Brief:
Carry on the personal account of September 11, 2001, given below, starting right after its final sentence.

Excerpt to read:
In 2001 I shot days at the newspaper, Wednesday through Friday from 9am to 3pm and Saturday's all day and night. 9/11/01 was a Tuesday so I had off. I woke up in the morning and "stumbled" through my morning routine, eventually settling in the living room with something for breakfast and turned on the TV to see the Trade Towers on fire....
A little while later (I don't recall how long but it wasn't more than an hour) the first tower came down as I was watching.
A lot of folks had friends and family there. I have a good friend who's been in Manhattan since 1998, we still touch base once in a while though he's extremely busy being a documentary filmmaker in NYC. He was a few blocks from the WTC when the first plane hit and, being the photojournalist he started out as, he bought up several "box" cameras from a corner drug store and started shooting.
Later he was trying to call up here to see if we wanted the photos but he couldn't figure out a good way to get them to us. Telephone networks were down, Internet access was iffy at best and there were no easy ways to mail hardcopies so we'd have them right away.
The next day I came into work and CNN was on 24/7 for the next two weeks or more with coverage "en minutae" (if I spelled that right) of what became ground zero....

Extracted data:
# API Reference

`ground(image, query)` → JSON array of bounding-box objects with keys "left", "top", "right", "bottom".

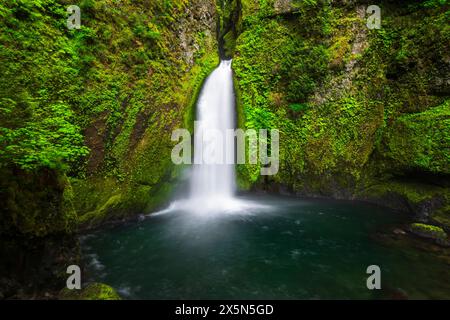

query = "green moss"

[
  {"left": 233, "top": 0, "right": 450, "bottom": 217},
  {"left": 58, "top": 283, "right": 121, "bottom": 300},
  {"left": 411, "top": 223, "right": 447, "bottom": 239},
  {"left": 384, "top": 100, "right": 450, "bottom": 174}
]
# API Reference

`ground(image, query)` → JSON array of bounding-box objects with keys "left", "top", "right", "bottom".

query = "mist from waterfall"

[
  {"left": 152, "top": 60, "right": 268, "bottom": 216},
  {"left": 190, "top": 60, "right": 235, "bottom": 201}
]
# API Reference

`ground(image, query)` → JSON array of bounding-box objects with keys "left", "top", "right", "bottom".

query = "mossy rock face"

[
  {"left": 233, "top": 0, "right": 450, "bottom": 220},
  {"left": 410, "top": 223, "right": 449, "bottom": 245},
  {"left": 58, "top": 283, "right": 122, "bottom": 300}
]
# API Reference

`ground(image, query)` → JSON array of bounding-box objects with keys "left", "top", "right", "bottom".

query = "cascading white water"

[{"left": 190, "top": 60, "right": 235, "bottom": 201}]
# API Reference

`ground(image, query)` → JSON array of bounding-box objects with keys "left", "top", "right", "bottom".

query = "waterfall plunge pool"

[{"left": 82, "top": 195, "right": 450, "bottom": 299}]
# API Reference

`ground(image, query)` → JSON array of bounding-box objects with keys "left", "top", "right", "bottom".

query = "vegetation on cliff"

[{"left": 230, "top": 0, "right": 450, "bottom": 228}]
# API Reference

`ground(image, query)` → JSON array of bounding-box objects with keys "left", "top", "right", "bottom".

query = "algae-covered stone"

[
  {"left": 410, "top": 223, "right": 447, "bottom": 241},
  {"left": 59, "top": 283, "right": 121, "bottom": 300}
]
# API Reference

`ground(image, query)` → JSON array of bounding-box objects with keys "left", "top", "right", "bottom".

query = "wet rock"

[
  {"left": 58, "top": 282, "right": 121, "bottom": 300},
  {"left": 392, "top": 228, "right": 406, "bottom": 235},
  {"left": 409, "top": 223, "right": 450, "bottom": 246}
]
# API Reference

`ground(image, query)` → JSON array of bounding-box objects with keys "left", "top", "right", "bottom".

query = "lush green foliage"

[{"left": 0, "top": 0, "right": 218, "bottom": 230}]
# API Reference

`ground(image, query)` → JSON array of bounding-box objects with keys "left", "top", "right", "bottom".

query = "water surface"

[{"left": 82, "top": 196, "right": 450, "bottom": 299}]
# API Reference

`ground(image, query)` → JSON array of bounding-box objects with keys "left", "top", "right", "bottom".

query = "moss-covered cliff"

[
  {"left": 0, "top": 0, "right": 218, "bottom": 298},
  {"left": 233, "top": 0, "right": 450, "bottom": 226}
]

Exercise result:
Plus we had access to all the "raw" photos and stories going across news wire services. A LOT of crap didn't get published. Too horriffic. People you could clearly identify if you knew them falling/jumping out of the buildings, dust and soot and debris and death and carnage...
We had several bomb threats that week. That was another problem. I think a lot of media outlets had those. Kids I believe, almost a natural (if bizarre) reaction to what was going on. I think somehow everyone needed a "vehicle" to make sense of what had happened and for some kids (and maybe some adults too) calling in a bomb threat was one way of deciphering it for themselves...
Dunno, just seems to have looked that way over the years.
I had another friend in Boston where one of the planes came from. He was "in it" too, a city that was near panic over what had been there and had started there.
It was ugly.
I have a photo of the sky and horizon from that time. You can see Lake Erie and the Western New York shoreline all the way up to Buffalo just about. Not a contrail in the sky, no aircraft whatsoever.
If nothing else, we're a navigation point for most air traffic running through Buffalo, NY, Cleveland, OH, Pittsburgh and Philadelphia, PA, and Toronto, ON. You can't look up in the sky around here and NOT see the signs of an aircraft of some kind.
You could back then.
The photographers here and most of the reporting staff and our editors all have press identification now, a result of the 9/11 attacks and increased security concerns.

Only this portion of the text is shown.